- **TEXT**
☆ ☆ ☆

I MUST AGREE WITH Seattle Weekly tech writer Angela Gunn, who recently wrote that "Seattle ought to be proud of running that multinational gravy train out of town," and just add that Sydney would be a much saner place if we'd done just that and hadn't been so keen to dip our kangaroo steaks in it. Something else that Gunn touched on was the contamination of the Olympic site.

To set this up properly we should go back a few years, just prior to Sydney's bid. It is my belief that one very drunkard night, after a day of champagne breakfasts, liquid lunches, and whatever else ended up in some insalubrious gentlemen's club, one local Olympic Committee member bet another that they could talk the world into holding the Games at Australia's most toxic sludge dump. And thus, the former Union Carbide landfill site.

This seething, toxin-seeping industrial waste dump was chosen for a meeting of the world's healthiest people. If I haven't quite driven home the point yet, dioxins—the stuff that makes Agent Orange tick—weren't just spread around, lacing the surface like chook poo (that's chicken shit to you Yanks), they comprised the miles of reclaimed land area that several squillion people are now glued to. And I don't mean to be a downer or anything, but Homebush Bay is the only place in Australia that has a total fishing ban (and yes, Blinky the three-eyed fish is on the menu tonight in the athlete's village).

As Greenpeace will testify, the cleanup job wasn't a total failure, but it still leaves much to be desired. The landscapers weren't too confident, either. They were so worried about dioxins seeping up peoples' butts that they fashioned the surrounding areas into triangular-shaped hills—the logic being that, yes, you can take a bit of a stroll, but picnicking, etc., is out of the question (nowhere to rest your beer cans).

☆ ☆ ☆

- **DATA EXCERPTS**
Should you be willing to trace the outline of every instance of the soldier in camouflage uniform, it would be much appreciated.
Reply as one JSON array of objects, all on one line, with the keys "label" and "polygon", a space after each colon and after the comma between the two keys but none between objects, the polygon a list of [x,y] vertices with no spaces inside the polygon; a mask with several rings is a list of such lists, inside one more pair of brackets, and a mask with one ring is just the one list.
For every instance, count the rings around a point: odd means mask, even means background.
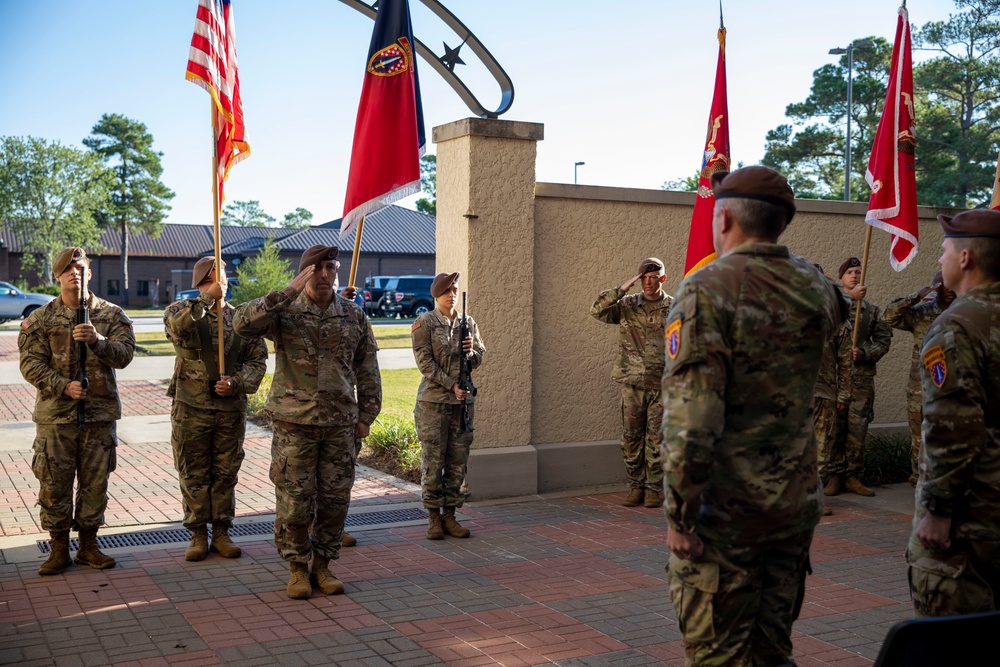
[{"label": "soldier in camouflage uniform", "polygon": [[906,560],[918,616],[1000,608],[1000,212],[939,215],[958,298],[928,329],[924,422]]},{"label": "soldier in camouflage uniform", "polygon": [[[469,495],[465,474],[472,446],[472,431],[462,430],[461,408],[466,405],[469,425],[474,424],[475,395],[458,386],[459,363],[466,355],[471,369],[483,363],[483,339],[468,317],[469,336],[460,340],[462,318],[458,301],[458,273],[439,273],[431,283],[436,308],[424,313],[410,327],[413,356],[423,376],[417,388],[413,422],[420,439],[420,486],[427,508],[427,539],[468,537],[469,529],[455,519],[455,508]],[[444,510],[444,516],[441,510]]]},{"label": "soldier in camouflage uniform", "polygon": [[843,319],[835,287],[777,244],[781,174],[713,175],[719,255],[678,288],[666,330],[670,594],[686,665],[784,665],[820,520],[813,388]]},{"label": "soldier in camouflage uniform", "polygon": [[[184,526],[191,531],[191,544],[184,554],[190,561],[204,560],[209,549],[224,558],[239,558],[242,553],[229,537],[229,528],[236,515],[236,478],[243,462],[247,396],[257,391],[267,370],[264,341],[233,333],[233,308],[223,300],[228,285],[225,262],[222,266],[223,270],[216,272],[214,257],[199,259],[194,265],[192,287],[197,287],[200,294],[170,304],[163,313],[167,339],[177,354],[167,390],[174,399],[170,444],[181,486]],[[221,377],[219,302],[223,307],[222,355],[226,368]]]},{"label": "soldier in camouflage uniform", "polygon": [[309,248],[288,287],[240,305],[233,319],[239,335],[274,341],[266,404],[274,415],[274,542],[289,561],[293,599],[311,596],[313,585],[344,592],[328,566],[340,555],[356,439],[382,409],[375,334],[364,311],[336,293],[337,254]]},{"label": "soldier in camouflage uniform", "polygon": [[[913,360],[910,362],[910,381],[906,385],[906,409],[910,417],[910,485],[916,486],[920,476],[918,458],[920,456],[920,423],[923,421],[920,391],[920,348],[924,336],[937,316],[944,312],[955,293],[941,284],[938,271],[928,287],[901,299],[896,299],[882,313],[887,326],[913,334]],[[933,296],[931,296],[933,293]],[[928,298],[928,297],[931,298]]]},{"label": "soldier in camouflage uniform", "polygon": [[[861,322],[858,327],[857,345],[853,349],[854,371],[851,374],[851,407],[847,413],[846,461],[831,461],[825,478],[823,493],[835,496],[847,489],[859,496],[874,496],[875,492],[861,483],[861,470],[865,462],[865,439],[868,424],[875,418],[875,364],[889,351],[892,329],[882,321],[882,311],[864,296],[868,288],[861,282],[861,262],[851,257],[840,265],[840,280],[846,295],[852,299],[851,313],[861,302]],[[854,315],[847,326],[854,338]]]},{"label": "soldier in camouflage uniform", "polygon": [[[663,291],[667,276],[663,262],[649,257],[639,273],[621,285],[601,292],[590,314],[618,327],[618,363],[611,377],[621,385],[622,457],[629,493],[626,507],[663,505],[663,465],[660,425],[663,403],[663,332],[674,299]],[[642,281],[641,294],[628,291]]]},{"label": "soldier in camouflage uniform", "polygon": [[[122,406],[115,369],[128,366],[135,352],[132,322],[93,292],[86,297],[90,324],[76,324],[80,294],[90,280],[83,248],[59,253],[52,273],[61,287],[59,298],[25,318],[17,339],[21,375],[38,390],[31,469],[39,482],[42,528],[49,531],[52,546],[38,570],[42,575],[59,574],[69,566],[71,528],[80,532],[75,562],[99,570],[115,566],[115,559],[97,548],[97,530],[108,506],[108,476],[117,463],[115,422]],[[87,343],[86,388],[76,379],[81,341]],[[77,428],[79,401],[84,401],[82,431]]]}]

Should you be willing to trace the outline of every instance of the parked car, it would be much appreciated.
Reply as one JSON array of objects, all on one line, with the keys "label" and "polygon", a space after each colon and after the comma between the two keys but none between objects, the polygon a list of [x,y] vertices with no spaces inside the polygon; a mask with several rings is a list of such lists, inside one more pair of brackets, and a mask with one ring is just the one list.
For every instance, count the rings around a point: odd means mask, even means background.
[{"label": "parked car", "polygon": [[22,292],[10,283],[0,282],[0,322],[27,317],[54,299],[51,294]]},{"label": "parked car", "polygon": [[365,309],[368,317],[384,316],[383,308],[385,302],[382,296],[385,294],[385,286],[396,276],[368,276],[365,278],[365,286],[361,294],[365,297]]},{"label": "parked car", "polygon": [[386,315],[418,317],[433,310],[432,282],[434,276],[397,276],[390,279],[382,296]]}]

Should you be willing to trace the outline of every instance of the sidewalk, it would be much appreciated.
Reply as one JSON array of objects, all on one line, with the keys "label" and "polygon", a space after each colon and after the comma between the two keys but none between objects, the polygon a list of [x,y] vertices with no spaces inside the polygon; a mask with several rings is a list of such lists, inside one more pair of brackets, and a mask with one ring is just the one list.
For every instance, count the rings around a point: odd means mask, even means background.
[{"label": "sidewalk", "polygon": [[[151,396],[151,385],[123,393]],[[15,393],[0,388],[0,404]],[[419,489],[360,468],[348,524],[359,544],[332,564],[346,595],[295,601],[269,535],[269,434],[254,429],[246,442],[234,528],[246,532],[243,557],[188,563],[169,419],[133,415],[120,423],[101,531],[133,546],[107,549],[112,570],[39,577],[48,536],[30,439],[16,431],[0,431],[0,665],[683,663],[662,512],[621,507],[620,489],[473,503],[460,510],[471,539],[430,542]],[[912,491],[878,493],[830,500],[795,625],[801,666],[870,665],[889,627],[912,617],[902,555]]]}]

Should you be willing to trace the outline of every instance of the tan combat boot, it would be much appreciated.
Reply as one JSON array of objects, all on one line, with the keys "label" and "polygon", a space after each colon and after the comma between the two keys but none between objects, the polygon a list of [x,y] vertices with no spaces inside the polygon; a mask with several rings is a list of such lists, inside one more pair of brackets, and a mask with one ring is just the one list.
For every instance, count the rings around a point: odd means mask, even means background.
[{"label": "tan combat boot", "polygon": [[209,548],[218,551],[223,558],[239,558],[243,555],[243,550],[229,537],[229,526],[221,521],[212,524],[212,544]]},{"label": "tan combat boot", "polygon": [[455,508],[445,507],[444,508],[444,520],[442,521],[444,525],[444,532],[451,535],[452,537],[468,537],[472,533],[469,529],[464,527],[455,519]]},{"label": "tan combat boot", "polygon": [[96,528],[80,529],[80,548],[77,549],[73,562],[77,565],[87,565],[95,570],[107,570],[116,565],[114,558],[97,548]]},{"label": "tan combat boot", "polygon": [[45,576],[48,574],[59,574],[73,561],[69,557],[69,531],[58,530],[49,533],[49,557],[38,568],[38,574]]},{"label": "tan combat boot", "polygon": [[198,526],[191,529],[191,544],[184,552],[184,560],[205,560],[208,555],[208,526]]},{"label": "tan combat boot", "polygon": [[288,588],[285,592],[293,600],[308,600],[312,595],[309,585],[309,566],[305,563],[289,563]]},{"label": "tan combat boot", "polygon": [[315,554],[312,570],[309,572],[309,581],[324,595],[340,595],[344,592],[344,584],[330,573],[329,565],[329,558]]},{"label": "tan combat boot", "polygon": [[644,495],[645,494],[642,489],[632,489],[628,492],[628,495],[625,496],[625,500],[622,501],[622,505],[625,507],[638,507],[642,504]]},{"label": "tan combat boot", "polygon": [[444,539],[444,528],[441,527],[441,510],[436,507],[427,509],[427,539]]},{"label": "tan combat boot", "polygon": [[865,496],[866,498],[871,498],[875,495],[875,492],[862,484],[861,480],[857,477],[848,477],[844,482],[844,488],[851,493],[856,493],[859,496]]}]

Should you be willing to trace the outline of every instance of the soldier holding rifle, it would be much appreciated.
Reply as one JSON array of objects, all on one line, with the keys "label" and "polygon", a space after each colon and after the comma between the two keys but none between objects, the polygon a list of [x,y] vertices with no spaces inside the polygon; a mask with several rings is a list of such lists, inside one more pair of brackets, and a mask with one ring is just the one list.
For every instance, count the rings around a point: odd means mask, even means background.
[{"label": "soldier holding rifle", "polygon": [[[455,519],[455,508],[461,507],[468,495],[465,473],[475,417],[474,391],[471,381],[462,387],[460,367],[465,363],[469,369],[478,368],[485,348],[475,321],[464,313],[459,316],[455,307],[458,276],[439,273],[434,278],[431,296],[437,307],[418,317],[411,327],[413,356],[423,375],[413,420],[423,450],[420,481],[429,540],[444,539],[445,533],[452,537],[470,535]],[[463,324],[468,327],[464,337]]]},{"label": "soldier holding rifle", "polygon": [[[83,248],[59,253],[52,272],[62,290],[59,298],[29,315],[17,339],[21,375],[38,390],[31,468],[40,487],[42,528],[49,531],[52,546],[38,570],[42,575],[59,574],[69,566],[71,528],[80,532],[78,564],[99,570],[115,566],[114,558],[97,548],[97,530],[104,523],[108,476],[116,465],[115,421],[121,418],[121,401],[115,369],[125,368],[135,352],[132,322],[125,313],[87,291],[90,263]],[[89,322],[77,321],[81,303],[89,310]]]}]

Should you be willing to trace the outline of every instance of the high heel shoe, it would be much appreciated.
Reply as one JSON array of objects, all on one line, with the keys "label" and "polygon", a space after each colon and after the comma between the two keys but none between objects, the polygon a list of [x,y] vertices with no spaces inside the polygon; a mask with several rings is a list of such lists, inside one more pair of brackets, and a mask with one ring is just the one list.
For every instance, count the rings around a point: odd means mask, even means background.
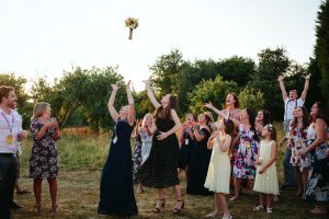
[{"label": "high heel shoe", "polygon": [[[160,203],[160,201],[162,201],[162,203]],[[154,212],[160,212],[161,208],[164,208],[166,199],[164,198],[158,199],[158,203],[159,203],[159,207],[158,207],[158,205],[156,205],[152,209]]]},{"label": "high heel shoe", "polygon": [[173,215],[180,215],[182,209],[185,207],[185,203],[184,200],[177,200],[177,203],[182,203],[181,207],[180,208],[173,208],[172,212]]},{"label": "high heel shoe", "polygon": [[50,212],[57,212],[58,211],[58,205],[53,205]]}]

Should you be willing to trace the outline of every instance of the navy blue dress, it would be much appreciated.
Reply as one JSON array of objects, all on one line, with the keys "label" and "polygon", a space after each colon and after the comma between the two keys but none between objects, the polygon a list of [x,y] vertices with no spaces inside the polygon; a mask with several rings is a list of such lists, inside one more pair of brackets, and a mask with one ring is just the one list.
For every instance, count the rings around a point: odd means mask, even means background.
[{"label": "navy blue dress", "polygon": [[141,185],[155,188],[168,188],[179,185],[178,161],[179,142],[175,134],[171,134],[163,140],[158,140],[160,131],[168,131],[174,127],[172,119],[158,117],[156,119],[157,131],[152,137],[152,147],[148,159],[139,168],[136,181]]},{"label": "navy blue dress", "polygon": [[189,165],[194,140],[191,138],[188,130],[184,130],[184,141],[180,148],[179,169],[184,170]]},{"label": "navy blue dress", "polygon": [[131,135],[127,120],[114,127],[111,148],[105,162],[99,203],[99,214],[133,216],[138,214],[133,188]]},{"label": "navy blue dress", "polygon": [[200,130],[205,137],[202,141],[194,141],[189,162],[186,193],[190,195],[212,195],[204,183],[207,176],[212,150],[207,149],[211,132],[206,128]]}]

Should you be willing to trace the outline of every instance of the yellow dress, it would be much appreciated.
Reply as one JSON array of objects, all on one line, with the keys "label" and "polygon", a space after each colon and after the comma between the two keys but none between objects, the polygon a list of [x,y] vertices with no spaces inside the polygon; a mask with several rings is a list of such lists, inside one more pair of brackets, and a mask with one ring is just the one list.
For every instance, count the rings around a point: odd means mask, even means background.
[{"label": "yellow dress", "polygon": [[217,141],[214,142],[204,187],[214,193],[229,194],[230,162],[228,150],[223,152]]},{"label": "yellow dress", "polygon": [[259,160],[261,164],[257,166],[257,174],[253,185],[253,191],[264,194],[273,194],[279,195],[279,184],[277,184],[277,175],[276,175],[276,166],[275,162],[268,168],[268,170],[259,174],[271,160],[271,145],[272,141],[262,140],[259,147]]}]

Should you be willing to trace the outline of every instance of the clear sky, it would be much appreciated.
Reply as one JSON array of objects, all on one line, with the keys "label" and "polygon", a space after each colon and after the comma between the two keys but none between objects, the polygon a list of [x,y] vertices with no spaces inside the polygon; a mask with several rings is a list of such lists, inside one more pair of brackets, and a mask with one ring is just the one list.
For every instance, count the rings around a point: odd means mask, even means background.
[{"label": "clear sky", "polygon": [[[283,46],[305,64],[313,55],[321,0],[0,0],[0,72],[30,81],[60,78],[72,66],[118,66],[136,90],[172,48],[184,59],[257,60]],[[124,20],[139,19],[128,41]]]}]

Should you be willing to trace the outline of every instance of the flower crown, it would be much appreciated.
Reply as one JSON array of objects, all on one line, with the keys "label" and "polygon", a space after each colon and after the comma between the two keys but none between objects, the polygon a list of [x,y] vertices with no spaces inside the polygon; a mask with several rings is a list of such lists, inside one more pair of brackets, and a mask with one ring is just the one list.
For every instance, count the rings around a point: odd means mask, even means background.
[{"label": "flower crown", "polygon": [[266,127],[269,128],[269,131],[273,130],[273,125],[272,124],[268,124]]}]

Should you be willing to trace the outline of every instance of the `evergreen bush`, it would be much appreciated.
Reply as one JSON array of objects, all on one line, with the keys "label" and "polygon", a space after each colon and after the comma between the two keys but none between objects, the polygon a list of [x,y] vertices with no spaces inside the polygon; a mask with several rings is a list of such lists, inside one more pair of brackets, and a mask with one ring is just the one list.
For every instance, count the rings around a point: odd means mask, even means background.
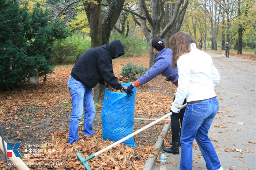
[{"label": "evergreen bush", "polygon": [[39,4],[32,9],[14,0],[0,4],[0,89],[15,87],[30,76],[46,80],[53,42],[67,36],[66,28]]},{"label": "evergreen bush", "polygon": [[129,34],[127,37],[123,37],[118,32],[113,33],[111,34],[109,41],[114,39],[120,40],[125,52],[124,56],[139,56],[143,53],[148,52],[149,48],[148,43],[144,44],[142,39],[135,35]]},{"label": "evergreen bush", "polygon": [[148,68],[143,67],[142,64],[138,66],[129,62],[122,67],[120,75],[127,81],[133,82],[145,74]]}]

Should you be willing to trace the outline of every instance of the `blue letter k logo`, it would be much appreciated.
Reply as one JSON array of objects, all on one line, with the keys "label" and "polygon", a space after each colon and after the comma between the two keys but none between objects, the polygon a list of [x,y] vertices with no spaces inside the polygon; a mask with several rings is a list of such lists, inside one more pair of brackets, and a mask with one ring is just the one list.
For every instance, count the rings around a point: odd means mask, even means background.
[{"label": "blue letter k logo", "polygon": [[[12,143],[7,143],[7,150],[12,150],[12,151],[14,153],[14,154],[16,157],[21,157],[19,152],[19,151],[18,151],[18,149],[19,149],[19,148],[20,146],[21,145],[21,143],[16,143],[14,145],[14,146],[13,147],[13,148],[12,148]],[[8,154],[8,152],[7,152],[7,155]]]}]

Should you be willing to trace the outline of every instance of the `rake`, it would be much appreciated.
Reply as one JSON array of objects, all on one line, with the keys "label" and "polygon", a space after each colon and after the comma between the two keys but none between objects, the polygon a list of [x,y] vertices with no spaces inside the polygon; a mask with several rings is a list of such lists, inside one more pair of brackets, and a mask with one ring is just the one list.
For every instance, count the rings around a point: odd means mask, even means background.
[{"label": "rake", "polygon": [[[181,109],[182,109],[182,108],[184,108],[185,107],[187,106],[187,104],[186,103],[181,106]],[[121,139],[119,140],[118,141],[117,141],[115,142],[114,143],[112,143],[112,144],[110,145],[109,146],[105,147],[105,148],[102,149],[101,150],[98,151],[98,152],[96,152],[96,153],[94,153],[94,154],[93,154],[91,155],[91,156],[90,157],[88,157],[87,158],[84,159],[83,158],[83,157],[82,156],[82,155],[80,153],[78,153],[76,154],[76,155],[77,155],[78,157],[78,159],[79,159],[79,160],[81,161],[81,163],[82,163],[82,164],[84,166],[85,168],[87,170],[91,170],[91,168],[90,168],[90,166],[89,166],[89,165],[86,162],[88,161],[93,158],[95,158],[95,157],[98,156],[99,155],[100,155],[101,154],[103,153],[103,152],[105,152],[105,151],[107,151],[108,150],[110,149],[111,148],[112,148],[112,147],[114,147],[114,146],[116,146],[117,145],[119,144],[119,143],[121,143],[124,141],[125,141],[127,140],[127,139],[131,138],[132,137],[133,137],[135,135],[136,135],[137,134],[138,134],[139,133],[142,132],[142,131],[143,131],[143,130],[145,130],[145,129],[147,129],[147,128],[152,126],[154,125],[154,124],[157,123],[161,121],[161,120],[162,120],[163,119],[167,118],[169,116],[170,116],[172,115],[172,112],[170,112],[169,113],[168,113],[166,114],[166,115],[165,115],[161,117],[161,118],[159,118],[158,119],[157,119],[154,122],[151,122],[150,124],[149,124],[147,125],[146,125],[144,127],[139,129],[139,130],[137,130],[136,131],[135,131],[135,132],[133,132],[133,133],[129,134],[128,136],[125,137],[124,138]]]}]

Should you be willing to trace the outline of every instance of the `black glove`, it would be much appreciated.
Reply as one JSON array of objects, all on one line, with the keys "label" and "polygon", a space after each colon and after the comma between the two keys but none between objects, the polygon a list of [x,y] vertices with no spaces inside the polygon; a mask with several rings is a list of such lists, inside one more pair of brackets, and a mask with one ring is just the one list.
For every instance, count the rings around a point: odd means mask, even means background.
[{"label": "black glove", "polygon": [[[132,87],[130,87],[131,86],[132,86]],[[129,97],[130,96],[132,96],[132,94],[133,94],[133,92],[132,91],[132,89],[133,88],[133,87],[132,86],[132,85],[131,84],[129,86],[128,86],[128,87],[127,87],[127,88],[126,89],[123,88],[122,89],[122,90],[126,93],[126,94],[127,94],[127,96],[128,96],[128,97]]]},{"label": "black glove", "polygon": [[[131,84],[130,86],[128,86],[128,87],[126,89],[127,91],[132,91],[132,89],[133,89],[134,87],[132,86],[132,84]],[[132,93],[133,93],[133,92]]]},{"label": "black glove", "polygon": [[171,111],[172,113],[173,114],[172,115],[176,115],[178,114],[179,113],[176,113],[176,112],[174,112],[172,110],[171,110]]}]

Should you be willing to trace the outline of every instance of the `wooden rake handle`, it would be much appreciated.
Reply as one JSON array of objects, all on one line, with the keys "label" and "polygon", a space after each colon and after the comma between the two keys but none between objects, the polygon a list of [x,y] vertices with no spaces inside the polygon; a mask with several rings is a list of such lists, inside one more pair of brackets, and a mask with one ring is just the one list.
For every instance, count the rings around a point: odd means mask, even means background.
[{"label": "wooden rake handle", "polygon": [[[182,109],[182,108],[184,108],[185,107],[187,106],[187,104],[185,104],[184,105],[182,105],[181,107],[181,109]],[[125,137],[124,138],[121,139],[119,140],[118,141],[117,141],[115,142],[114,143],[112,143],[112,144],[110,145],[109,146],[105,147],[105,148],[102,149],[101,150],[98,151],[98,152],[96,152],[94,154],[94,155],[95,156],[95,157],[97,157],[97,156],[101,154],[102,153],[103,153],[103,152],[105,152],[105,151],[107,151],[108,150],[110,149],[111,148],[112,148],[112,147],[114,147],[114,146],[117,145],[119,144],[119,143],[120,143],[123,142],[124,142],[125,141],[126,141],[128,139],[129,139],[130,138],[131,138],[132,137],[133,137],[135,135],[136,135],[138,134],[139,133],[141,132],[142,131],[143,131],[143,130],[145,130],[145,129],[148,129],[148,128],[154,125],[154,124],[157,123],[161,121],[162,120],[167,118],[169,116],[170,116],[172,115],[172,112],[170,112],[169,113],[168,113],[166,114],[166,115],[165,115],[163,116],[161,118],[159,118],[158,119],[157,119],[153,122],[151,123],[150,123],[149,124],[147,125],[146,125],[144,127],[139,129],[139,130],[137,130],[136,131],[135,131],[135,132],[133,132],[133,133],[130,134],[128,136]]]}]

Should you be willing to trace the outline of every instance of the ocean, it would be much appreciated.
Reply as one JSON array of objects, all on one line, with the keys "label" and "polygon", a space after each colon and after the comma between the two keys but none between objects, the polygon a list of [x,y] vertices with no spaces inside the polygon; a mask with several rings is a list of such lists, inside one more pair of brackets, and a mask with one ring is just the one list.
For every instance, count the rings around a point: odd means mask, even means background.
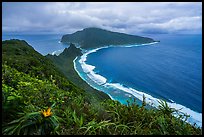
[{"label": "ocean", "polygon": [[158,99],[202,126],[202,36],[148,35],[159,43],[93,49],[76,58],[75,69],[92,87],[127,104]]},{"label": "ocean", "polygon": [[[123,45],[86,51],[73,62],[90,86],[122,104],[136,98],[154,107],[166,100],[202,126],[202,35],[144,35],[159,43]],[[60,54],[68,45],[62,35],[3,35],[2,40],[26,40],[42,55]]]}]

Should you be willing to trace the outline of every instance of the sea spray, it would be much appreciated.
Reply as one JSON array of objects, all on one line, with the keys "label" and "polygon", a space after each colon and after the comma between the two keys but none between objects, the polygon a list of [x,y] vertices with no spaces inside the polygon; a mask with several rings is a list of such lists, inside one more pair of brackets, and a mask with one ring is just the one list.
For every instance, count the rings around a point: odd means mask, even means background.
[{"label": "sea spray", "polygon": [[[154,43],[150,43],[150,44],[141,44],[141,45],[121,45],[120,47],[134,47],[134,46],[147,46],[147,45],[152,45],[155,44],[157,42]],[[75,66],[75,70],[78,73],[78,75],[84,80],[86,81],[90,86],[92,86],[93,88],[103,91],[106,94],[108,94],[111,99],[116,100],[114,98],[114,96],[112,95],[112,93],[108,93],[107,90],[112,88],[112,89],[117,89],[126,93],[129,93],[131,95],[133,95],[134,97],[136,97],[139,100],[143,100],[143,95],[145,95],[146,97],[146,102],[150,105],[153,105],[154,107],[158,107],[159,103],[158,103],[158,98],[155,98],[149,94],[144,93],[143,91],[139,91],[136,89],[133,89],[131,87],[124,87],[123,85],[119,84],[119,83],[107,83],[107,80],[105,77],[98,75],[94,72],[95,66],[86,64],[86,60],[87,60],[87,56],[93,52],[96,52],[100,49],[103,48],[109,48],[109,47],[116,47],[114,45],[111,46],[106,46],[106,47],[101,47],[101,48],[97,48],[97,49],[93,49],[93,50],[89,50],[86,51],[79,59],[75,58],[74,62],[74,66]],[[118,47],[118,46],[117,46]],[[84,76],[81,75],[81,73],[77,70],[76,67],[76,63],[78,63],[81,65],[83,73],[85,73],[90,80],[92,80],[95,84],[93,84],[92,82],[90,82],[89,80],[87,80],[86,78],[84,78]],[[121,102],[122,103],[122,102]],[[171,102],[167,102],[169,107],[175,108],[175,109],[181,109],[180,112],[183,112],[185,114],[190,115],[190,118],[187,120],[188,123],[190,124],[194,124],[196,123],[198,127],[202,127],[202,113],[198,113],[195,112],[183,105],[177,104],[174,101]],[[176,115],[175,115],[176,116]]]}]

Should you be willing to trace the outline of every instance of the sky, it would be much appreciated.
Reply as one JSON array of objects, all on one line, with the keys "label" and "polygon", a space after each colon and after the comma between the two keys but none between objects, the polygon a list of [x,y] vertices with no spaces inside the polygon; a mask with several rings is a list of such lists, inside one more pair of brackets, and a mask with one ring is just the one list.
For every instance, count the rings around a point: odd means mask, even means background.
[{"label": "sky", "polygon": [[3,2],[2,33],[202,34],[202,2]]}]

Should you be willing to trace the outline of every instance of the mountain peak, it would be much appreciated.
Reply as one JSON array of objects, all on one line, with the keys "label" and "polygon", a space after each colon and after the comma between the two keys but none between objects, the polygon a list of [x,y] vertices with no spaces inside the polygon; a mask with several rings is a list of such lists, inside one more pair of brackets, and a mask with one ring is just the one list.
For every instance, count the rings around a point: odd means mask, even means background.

☆ ☆ ☆

- **HOW TO COMPLETE THIS TASK**
In the text about the Sydney Olympic site, which place is described as the only one in Australia with a total fishing ban?

- **TASK SOLUTION**
Homebush Bay